Whether the U.S. remains a democracy or collapses into the authoritarian abyss is not a partisan issue. Higher education need not sit idly by and watch democracy burn in the name of “institutional neutrality.” Higher education deeply depends on democracy to protect free speech, academic freedom, respect for science, respect for free and open inquiry, and the search for truth and knowledge. The right to vote is also the founding principle of this nation without which we have no civil rights, no human rights, and no voice in government. We owe democracy our unwavering support and advocacy. Higher education is an institution of democracy, and we should be active loyalists to its survival and growth.

Here at Antioch University, we have spent the last 172 years acting on the belief that colleges and universities play an important role in sustaining and strengthening democracy. Antioch was actively involved in championing civil rights from its inception, especially during the civil rights movement which led to the Civil Rights Act of 1964 and the Voting Rights Act of 1965. Until then, and throughout the Jim Crow era, the right to vote had been largely denied to Black citizens. When this fully participatory democracy is threatened, we must both speak out and take tangible action to support the democracy that makes our educational institutions possible.

That is why today I am announcing a new initiative we’re calling Antioch Works for Democracy. This nonpartisan initiative consists of six pillars of action: voting, speaking out, educating ourselves and each other, sharing resources, setting up university-community initiatives, and volunteering as engaged citizens. Our central goal in creating this initiative is to make a difference. When we come to Tuesday, November 5, we should be able to say that, as Antioch University, we did everything we could to support American democracy.

There are many details to share, and over the coming months you will be hearing regularly from me and the Antioch Works for Democracy planning team. To start with, please look out for tomorrow’s announcement when we will be sharing more details about the six pillars of Antioch Works for Democracy and ways for all Antiochians to get involved. Because after all, this initiative will only be as powerful and impactful as we, the Antiochians who participate, make it.

Directions for this task:
Continue the announcement above about Antioch University's democracy initiative, starting right after its final sentence.

Extracted information:
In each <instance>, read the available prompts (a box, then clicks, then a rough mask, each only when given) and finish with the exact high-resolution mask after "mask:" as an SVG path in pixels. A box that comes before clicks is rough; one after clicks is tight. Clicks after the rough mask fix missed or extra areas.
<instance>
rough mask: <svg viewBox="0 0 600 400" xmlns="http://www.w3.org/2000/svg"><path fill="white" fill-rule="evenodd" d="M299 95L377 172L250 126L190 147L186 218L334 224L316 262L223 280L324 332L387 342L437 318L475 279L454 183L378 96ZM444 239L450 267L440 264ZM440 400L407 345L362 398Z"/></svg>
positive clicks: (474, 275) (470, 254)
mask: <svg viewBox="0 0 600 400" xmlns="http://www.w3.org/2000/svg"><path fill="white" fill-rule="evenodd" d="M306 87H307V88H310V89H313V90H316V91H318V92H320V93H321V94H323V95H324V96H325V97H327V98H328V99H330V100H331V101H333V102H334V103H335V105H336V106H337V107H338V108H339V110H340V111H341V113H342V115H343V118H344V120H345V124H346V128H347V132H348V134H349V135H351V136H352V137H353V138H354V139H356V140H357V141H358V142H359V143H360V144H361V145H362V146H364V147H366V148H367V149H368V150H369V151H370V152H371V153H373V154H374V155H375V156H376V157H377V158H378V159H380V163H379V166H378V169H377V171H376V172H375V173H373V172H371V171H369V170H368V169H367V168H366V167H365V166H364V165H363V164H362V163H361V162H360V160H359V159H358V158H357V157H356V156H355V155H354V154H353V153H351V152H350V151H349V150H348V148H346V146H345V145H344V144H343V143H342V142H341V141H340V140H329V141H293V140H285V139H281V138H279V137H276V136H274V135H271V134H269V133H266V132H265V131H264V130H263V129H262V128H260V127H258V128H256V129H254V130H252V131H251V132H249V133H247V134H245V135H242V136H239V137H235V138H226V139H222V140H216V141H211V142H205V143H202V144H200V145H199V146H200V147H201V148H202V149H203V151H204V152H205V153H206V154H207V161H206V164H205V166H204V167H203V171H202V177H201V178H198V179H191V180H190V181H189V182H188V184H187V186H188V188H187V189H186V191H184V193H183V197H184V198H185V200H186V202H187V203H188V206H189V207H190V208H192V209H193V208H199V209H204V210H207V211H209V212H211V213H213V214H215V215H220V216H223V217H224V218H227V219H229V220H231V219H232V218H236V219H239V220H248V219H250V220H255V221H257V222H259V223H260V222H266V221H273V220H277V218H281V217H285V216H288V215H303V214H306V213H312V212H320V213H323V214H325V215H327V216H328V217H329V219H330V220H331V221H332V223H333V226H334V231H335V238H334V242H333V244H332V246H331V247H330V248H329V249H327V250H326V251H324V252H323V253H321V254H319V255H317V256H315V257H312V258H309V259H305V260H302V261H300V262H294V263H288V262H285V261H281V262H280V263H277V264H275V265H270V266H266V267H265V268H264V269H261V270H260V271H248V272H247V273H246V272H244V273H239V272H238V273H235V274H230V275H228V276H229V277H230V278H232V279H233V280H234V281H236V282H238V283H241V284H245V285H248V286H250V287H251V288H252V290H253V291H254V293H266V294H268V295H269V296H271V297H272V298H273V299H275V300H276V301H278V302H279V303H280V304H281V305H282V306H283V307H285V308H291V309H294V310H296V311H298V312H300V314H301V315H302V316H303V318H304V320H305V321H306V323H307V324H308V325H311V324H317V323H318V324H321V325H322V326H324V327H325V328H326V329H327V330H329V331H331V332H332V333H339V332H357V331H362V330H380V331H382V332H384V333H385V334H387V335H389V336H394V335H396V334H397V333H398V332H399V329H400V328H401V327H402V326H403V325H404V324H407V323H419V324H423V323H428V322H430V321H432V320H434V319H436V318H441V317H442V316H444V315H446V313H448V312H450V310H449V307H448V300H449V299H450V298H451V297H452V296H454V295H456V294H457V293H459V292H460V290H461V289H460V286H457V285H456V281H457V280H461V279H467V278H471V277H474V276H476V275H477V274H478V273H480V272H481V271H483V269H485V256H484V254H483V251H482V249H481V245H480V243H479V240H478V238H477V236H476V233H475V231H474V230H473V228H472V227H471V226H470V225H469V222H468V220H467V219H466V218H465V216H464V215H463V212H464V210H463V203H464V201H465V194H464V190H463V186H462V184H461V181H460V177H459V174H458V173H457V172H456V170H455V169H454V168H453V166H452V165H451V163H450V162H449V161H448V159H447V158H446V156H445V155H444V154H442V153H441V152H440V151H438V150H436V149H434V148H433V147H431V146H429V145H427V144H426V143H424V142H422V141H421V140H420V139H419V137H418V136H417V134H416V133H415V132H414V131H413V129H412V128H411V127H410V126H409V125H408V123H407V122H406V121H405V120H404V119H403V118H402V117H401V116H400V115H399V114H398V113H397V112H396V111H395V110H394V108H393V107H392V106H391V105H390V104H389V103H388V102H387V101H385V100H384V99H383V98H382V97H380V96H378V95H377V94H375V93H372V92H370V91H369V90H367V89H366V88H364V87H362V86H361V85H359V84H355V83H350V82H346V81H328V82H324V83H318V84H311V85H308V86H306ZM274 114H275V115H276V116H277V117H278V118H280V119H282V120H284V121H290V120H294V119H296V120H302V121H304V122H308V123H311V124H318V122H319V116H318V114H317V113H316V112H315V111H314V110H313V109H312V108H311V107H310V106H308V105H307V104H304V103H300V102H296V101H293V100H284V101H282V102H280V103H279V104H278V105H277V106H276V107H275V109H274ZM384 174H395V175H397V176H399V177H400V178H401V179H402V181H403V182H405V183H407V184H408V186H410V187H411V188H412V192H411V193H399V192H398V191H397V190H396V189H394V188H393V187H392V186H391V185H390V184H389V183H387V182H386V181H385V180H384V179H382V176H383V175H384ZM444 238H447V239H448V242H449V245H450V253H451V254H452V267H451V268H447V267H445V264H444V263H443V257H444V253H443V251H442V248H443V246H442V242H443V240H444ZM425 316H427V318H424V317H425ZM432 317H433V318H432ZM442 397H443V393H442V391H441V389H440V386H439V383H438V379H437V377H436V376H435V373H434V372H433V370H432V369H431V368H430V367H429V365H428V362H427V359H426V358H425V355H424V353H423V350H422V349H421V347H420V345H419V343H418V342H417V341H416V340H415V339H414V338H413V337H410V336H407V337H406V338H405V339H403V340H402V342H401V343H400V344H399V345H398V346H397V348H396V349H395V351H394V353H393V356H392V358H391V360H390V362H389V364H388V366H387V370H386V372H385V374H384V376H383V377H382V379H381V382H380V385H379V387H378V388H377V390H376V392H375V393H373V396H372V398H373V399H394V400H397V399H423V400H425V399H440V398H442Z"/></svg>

* * *

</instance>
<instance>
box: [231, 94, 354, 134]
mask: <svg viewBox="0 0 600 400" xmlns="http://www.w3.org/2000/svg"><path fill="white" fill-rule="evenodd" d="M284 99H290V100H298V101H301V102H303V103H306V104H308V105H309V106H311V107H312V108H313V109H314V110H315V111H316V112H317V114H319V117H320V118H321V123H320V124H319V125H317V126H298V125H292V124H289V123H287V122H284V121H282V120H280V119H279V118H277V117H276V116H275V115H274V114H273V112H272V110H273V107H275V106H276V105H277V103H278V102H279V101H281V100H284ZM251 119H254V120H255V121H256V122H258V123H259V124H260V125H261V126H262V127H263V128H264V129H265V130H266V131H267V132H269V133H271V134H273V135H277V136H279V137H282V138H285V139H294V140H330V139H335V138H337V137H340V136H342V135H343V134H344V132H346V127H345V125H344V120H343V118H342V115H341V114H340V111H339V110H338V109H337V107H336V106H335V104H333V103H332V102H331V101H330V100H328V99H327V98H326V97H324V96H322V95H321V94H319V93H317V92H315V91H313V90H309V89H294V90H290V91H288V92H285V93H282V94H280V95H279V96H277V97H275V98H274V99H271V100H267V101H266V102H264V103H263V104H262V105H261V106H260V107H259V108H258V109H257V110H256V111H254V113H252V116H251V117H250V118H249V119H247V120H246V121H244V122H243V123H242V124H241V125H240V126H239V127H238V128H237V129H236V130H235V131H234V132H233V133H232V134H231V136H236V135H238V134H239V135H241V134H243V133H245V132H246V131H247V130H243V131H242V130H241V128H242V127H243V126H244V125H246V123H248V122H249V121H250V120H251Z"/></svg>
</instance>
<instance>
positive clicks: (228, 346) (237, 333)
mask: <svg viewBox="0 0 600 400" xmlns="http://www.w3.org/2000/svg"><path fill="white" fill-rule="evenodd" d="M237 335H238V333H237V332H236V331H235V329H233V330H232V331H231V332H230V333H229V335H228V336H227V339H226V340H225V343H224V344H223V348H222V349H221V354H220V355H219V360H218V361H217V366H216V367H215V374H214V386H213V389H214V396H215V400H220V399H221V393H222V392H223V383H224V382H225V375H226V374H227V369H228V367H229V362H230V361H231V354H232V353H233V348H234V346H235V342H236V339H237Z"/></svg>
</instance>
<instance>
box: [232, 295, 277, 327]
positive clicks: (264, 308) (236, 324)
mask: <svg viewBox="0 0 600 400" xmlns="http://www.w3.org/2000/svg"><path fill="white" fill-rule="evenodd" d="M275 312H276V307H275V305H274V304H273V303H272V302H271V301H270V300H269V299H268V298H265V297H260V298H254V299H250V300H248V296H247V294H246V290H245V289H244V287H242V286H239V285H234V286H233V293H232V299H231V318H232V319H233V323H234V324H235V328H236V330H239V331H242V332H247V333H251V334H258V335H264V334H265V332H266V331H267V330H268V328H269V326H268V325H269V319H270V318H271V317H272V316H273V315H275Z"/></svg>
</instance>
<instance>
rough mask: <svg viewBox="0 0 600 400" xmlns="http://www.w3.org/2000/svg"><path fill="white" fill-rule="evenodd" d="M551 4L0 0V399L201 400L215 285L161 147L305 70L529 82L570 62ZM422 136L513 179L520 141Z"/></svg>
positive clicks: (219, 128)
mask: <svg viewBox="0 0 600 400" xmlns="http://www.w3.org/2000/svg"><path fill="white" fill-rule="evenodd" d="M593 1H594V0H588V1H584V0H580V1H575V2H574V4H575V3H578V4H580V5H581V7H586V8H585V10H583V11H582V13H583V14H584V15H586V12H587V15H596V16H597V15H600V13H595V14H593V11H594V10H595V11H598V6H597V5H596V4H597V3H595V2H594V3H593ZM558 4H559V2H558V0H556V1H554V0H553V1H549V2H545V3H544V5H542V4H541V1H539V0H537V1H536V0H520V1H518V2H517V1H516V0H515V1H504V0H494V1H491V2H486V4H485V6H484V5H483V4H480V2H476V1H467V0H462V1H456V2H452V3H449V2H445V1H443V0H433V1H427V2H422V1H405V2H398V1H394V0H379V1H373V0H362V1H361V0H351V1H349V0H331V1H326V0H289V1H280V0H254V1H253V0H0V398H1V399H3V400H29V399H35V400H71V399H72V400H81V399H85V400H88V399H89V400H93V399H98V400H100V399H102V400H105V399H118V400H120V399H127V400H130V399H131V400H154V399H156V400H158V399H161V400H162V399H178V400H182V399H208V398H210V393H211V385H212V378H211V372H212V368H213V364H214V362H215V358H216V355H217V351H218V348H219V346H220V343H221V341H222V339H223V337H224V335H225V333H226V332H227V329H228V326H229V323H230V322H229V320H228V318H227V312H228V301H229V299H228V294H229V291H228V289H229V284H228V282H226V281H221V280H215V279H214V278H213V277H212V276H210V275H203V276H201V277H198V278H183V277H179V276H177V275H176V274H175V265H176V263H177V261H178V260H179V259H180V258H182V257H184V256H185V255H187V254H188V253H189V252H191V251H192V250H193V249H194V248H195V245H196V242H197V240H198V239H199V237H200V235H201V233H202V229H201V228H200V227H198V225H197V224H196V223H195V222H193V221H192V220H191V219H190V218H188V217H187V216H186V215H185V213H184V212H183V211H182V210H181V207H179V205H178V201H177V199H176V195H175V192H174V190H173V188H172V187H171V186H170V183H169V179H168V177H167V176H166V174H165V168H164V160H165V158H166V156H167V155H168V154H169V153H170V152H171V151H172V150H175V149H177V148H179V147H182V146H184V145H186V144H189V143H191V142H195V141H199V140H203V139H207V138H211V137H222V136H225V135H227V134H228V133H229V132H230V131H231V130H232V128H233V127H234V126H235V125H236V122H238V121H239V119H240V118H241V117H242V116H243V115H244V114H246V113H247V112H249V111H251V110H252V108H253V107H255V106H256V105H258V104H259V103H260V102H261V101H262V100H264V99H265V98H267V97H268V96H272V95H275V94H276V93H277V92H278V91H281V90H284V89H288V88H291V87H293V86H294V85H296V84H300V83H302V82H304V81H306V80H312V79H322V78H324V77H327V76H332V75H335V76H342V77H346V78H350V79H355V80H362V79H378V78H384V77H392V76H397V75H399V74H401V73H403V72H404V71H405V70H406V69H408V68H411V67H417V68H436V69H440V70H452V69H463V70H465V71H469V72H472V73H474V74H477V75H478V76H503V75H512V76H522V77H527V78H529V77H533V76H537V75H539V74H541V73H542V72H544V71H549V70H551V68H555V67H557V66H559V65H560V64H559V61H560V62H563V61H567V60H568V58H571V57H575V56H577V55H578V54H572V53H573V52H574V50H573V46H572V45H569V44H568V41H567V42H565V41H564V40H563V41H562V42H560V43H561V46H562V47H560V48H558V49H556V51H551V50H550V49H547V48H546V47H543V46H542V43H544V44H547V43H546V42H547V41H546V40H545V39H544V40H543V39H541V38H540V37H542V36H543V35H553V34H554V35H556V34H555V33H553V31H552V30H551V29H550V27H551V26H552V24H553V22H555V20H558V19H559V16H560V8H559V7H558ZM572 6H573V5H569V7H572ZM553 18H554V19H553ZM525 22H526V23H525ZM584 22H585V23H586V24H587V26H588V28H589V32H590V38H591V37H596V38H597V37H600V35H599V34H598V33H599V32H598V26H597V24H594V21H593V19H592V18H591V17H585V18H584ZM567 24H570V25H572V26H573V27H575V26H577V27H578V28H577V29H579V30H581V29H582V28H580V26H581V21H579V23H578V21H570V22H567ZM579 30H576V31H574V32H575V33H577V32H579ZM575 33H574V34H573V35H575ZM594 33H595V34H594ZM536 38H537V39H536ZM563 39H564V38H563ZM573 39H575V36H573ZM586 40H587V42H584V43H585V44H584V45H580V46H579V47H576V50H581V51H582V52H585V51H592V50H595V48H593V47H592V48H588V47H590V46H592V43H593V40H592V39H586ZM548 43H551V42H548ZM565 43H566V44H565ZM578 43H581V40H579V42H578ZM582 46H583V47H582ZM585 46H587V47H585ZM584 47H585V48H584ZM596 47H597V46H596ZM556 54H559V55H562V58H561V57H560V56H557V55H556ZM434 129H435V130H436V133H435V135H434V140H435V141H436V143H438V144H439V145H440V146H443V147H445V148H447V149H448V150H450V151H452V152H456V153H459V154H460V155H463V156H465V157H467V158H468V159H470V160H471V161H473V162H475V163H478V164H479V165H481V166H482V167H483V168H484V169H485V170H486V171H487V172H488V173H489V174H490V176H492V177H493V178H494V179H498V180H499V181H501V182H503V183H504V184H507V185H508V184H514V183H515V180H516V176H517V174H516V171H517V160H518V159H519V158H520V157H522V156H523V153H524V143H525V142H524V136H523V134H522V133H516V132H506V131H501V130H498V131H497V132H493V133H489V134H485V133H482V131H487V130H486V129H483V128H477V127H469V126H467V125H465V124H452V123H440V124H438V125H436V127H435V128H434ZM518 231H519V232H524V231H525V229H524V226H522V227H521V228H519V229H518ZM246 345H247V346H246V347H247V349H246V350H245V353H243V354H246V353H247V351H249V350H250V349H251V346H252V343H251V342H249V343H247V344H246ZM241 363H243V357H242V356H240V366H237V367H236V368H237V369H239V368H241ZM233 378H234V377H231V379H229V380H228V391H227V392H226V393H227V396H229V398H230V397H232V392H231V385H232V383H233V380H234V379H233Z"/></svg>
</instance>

Response to this task:
I started this letter with a story about my own connection to democracy, because I think that it’s important to see democracy not just as an abstract ideal but as something we do, something we make together, something that evolves through engagement and labor. I am excited to join together with many of you, my fellow Antiochians, in this work in the months to come. And I also hope that I will get to hear some of your stories about what democracy means to you and what pro-democracy actions you have taken. We will be making space for these stories in Antioch Voices, where we hope many of you will share your own “Voices for Democracy.” Stay tuned for more information about this tomorrow.

As we embark on this important work, I want to be clear that Antioch University will never endorse a candidate or political party in this or any election. That is not our place, nor our desire. Antiochians are diverse across many characteristics, including political beliefs. This is good. Our faculty and staff work hard every day to ensure that all Antiochians feel welcome and free to learn and to explore ideas. We will continue to foster a university that serves all of our students. But we will not remain silent as the core tenets of our democracy are threatened.

I look forward to sharing more about Antioch Works for Democracy over the coming days. I hope you will join together with me and the entire Antioch community in this important work.